* Work instructions *
Please repeat the records word for word and skip the pictures.

* Extracted data *
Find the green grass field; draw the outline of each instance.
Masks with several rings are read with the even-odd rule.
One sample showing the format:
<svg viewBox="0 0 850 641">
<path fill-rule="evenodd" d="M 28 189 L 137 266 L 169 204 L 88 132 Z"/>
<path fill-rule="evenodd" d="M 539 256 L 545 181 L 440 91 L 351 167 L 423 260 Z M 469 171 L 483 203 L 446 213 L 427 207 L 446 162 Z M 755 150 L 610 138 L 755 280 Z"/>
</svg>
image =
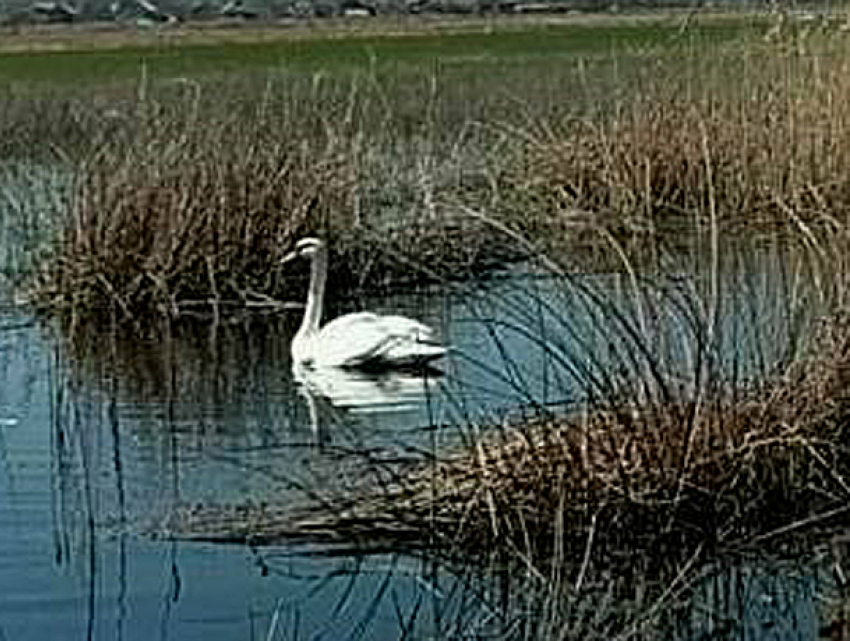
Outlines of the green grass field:
<svg viewBox="0 0 850 641">
<path fill-rule="evenodd" d="M 137 78 L 144 66 L 150 77 L 267 73 L 269 70 L 345 72 L 382 69 L 428 69 L 435 66 L 555 66 L 565 59 L 655 53 L 690 41 L 719 43 L 752 29 L 743 19 L 698 23 L 683 31 L 681 20 L 614 20 L 599 24 L 513 25 L 493 23 L 466 32 L 394 32 L 385 34 L 317 32 L 288 37 L 286 30 L 260 42 L 192 42 L 165 38 L 139 44 L 97 46 L 97 39 L 66 43 L 61 51 L 11 51 L 0 56 L 0 81 L 73 85 Z M 23 37 L 23 36 L 22 36 Z M 49 44 L 49 43 L 48 43 Z M 44 43 L 36 49 L 49 48 Z M 488 69 L 488 72 L 493 71 Z"/>
</svg>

* Task result *
Find the green grass field; draw the outline of each instance.
Masks with several rings are read with the even-odd rule.
One sample showing the format:
<svg viewBox="0 0 850 641">
<path fill-rule="evenodd" d="M 28 189 L 137 266 L 169 204 L 88 132 Z"/>
<path fill-rule="evenodd" d="M 539 256 L 545 181 L 440 91 L 351 167 L 423 260 Z M 469 171 L 483 203 L 446 213 L 427 207 L 446 162 Z M 755 150 L 610 138 L 755 280 Z"/>
</svg>
image =
Outlines of the green grass field:
<svg viewBox="0 0 850 641">
<path fill-rule="evenodd" d="M 137 78 L 144 66 L 150 77 L 267 73 L 269 70 L 345 72 L 382 69 L 428 69 L 435 66 L 555 66 L 565 59 L 655 53 L 690 41 L 719 43 L 752 29 L 743 19 L 698 23 L 683 31 L 681 20 L 614 20 L 599 24 L 513 25 L 493 23 L 466 32 L 394 32 L 385 34 L 317 32 L 288 37 L 286 30 L 260 42 L 192 42 L 165 38 L 139 44 L 97 46 L 97 39 L 66 43 L 61 51 L 11 51 L 0 56 L 0 81 L 73 85 Z M 23 37 L 23 36 L 22 36 Z M 49 44 L 49 43 L 48 43 Z M 44 43 L 36 49 L 49 48 Z M 488 69 L 488 72 L 493 71 Z"/>
</svg>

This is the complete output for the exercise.